[start The data]

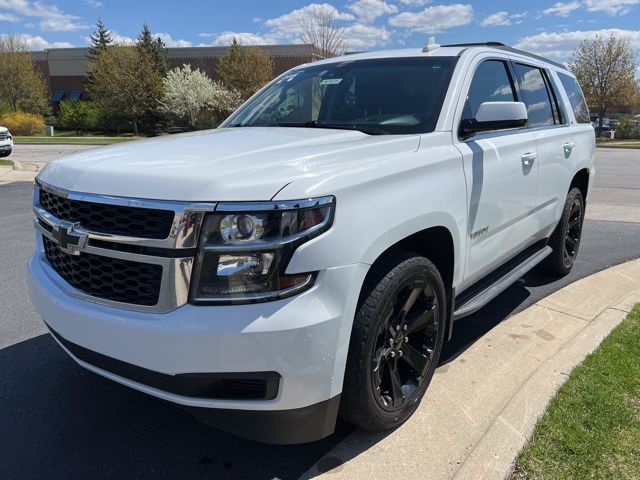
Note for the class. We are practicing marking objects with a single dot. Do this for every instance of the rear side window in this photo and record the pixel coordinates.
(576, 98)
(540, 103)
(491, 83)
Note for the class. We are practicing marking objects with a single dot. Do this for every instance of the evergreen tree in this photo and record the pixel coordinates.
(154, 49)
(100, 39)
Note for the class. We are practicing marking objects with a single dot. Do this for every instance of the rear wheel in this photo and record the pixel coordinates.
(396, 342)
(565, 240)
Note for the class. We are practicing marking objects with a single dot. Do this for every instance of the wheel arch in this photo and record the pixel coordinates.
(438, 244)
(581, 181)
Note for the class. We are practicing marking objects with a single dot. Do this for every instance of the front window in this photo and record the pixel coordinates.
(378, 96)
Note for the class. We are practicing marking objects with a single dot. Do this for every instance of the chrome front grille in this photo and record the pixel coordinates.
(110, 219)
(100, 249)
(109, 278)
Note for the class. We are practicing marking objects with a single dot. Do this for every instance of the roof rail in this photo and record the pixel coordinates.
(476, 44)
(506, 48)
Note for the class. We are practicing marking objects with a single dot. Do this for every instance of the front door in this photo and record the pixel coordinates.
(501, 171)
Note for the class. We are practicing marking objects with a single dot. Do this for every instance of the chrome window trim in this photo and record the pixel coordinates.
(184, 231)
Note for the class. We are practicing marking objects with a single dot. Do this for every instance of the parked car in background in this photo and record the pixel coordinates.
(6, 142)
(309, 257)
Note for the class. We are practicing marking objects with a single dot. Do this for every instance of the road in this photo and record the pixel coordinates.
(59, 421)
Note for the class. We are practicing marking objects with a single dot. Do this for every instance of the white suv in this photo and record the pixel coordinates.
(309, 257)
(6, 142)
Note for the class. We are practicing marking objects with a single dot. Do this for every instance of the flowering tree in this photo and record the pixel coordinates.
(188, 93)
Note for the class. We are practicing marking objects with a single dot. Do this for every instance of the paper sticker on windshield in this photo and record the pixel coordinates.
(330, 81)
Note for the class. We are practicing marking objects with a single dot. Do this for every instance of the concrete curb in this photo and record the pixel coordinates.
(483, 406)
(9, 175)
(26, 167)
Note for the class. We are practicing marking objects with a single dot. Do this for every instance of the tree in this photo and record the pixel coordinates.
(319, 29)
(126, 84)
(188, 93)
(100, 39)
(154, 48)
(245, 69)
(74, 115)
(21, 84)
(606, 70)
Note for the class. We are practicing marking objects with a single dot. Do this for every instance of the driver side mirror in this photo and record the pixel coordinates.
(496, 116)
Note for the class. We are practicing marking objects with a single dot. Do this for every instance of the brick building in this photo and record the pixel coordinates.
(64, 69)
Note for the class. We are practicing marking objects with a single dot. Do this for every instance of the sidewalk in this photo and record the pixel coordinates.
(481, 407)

[end The data]
[start The data]

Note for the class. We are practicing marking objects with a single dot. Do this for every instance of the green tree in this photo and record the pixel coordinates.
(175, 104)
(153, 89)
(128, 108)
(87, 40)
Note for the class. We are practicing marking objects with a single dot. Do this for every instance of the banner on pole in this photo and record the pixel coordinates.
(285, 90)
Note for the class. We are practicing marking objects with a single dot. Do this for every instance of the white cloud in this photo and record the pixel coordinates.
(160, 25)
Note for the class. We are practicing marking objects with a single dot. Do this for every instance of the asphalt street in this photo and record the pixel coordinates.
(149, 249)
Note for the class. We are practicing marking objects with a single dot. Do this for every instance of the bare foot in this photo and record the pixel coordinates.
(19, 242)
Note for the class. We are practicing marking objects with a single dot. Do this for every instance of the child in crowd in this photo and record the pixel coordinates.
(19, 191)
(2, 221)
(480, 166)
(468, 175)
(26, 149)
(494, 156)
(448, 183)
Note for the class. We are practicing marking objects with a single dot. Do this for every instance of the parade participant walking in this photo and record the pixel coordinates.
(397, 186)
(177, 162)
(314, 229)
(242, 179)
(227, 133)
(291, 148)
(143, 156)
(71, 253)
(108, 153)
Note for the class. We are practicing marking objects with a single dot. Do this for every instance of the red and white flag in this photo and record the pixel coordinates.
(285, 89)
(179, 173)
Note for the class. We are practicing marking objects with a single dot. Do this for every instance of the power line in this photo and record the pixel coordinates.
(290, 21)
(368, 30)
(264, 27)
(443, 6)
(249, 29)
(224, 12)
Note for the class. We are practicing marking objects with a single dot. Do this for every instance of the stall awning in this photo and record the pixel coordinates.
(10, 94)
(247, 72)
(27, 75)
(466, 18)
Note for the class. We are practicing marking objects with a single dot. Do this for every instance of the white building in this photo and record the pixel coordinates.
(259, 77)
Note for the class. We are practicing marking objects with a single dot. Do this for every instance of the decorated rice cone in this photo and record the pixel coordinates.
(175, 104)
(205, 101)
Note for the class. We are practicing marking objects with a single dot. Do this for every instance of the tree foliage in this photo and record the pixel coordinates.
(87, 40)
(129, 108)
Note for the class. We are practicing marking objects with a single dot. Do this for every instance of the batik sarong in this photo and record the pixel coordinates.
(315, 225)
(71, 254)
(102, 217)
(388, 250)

[end The data]
[start The data]

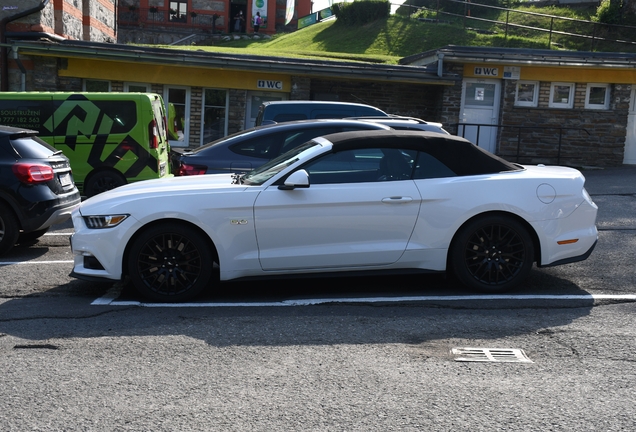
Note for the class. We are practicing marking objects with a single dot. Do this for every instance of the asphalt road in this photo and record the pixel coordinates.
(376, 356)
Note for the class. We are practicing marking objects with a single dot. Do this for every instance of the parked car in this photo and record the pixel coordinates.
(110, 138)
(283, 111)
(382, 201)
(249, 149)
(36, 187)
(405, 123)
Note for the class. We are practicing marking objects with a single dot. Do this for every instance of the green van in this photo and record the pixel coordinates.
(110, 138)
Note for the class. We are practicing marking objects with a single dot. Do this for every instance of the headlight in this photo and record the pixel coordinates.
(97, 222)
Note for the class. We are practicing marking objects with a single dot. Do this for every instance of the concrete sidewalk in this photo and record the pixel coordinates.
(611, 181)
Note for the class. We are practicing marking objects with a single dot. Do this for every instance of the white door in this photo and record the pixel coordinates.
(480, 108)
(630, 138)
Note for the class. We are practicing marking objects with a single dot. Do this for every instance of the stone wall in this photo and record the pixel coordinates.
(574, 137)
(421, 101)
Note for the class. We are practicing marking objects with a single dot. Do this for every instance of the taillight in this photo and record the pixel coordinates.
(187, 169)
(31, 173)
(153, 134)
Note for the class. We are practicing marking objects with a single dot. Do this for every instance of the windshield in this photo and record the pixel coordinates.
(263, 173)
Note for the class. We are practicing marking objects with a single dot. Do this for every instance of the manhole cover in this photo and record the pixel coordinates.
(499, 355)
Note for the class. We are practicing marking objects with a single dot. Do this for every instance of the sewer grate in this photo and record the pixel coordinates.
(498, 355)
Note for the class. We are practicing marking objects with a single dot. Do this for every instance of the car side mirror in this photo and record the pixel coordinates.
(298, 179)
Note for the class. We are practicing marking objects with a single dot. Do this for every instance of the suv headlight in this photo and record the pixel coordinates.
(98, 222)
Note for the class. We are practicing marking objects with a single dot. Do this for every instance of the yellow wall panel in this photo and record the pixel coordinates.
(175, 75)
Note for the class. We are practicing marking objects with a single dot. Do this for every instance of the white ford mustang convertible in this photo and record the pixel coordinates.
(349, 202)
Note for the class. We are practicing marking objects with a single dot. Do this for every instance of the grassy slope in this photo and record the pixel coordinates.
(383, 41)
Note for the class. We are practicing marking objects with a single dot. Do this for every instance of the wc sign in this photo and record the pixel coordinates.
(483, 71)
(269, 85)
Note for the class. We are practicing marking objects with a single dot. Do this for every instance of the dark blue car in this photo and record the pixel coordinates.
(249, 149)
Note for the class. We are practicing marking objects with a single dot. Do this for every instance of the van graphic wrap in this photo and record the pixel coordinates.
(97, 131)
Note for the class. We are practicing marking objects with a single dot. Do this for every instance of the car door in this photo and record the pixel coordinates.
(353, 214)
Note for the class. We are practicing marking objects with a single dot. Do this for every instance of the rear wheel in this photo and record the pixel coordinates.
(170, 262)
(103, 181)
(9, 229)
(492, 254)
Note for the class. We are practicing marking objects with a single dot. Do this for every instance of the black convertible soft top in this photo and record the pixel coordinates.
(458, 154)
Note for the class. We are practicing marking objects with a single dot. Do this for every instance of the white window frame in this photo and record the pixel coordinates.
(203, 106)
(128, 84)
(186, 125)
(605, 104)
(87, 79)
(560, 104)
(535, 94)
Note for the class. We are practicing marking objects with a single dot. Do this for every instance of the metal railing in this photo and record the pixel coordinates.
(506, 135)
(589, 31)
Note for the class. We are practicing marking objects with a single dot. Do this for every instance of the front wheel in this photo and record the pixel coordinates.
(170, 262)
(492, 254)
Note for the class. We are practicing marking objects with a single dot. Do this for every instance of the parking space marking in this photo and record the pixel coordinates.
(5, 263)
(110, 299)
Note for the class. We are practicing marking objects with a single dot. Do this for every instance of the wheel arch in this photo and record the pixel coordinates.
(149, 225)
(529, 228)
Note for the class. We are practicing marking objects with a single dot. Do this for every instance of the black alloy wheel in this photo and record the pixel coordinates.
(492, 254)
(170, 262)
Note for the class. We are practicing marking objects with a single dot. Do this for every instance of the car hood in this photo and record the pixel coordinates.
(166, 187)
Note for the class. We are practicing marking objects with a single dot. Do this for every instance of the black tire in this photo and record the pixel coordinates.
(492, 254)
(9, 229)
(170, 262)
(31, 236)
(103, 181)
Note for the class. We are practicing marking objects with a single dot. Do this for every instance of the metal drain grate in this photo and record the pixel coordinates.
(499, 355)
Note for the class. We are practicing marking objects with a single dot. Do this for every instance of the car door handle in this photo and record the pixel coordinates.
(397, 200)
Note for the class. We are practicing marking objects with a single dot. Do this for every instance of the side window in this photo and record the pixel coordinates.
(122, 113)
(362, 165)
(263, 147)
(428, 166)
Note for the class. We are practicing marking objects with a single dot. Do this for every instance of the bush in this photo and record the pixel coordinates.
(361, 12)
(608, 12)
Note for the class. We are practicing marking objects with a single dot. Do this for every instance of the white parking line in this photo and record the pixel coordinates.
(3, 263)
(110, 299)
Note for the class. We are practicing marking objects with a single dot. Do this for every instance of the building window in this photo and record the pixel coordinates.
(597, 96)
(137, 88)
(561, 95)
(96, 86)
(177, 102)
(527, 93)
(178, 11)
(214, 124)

[end The data]

Exercise directions:
List every line of the material above that contains the word "metal".

Task answer:
Note for the class. We are practicing marking objects with a single dot. Do this for every instance of the metal railing in this photo and record the pixel coordinates.
Note for the class. We are practicing marking objects with a single dot. Do this for every instance of the metal drain grate in this photo and record the pixel coordinates.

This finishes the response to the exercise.